**** PASSAGE TO READ
PUTIN visited Beslan on September 5. In a televised address to the nation, he admitted failure on the part of the security agencies in tackling terrorism and said that priority would be given to bolster the nation's security. He also spoke about the strong-state status that Russia enjoyed as the Soviet Union. He said: "Today we are living in conditions which have emerged following the break-up of a vast great state, a state which unfortunately turned out to be unable to survive in the context of a rapidly changing world. But despite all the difficulties, we have managed to preserve the core of the colossus which was the Soviet Union." Putin sounded disillusioned with the current situation: "... [W]e called the new country the Russian Federation. We all expected changes, changes for the better. But we have turned out to be absolutely unprepared for much that has changed in our lives.... " He added that "on the whole, we have to admit that we have failed to recognise the complexity and dangerous nature of the processes taking place in our own country and the world in general. In any case, we have failed to respond to them appropriately... We showed weakness, and the weak are trampled upon. Some want to cut off a juicy morsel from us while others are helping them. They are helping because they believe that, as one of the world's major nuclear powers, Russia is still posing a threat to someone, and therefore this threat must be removed." September 6 and 7 were declared days of national mourning. The Russian Interior Minister for North Ossetia resigned immediately after the incident. Informed sources said that most of the militants who stormed the school, who included at least 10 Arab nationals and some Ingushetians apart from Chechens, were killed.
After the violence of the past three weeks, Putin faces an unprecedented challenge to his presidency. He first came to power four years ago promising to end the Chechen war and bring peace and stability to Russia. Although the President scored in providing a measure of economic stability to the country and in raising its status diplomatically in the world, he is yet to deliver on the security front. Several efforts were made to solve the Chechen problem, two elections were held in a short span of time and two Kremlin-appointed Presidents held the reins of the country. Chechen strongman Akhmad Kadyrov was elected in 2003, but he was killed in a suicide-bombing in May. In the just-concluded election, the Kremlin-backed Alu Alkhanov was elected President. However, the situation in Chechnya has not improved much. Analysts believe that Putin's Chechen policy might have to be redefined. To date Putin has followed a hardline policy - one of concerted military operations and avoiding negotiations - towards the militants. They say that a negotiation process and a thorough reform of the beleagured Russian military needs to be initiated.
Meanwhile, the Caucasus is astir and bleakly reminds one of the troubles in the region in the early 1990s after the demise of the Soviet Union. Importantly, militants selected North Ossetia as a target because it is the only pocket of influence of the Russian Orthodox Church in a largely Muslim-dominated Caucasian belt. Moreover, historically the Ossetians have had problems with Ingushetia, which re-surfaced following the break-up of the Soviet Union. The school siege could have been a move to fan the flames of conflict again. The days to come could prove crucial for the stability of both Russia and the Caucasus - President Putin has an unenviable task at hand.
********
**** LISTED RECORDS
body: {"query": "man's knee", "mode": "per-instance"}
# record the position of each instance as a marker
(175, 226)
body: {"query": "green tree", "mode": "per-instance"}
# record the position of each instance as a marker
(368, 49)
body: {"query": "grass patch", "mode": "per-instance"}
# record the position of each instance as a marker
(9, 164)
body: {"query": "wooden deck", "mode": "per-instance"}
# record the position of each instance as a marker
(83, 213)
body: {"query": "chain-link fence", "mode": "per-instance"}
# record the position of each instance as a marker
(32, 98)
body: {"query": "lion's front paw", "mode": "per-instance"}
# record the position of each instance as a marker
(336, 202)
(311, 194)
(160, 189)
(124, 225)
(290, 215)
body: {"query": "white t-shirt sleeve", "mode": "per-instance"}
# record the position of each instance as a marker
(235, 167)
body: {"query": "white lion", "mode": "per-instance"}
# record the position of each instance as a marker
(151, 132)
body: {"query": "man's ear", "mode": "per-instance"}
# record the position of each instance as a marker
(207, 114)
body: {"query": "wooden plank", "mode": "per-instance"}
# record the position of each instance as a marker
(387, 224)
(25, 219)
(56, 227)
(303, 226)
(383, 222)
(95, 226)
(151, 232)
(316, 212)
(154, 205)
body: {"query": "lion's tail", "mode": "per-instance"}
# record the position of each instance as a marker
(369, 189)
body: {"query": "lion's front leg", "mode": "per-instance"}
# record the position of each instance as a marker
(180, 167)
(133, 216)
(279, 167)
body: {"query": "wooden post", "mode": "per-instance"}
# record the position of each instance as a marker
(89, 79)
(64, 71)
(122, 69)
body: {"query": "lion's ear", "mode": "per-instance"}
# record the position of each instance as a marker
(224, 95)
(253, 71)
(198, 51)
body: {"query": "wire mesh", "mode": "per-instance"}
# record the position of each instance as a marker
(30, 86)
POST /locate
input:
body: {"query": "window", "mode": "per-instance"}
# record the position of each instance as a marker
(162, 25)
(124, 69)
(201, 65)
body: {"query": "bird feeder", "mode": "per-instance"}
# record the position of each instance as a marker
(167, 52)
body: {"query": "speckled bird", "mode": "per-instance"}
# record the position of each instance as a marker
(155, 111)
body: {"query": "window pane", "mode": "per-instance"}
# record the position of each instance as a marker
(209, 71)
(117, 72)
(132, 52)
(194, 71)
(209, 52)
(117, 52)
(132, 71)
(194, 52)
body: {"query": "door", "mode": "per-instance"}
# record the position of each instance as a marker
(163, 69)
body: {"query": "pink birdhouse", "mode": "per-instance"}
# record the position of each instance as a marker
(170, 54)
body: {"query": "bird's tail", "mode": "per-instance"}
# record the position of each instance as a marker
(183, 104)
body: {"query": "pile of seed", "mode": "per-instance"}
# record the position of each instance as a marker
********
**WORK TO BE COMPLETED:**
Do these three statements agree with the text about Putin and Beslan? Answer yes or no for each, and quote the words from the text that decide it.
1. Putin visited Beslan on September 5.
2. The Russian Interior Minister for North Ossetia stayed in office after the incident.
3. Putin has sought negotiations with the militants.
Answer using only the text about Putin and Beslan.

**REPLY TO THE EXERCISE:**
1. Yes: "PUTIN visited Beslan on September 5."
2. No: "The Russian Interior Minister for North Ossetia resigned immediately after the incident."
3. No: "To date Putin has followed a hardline policy - one of concerted military operations and avoiding negotiations - towards the militants."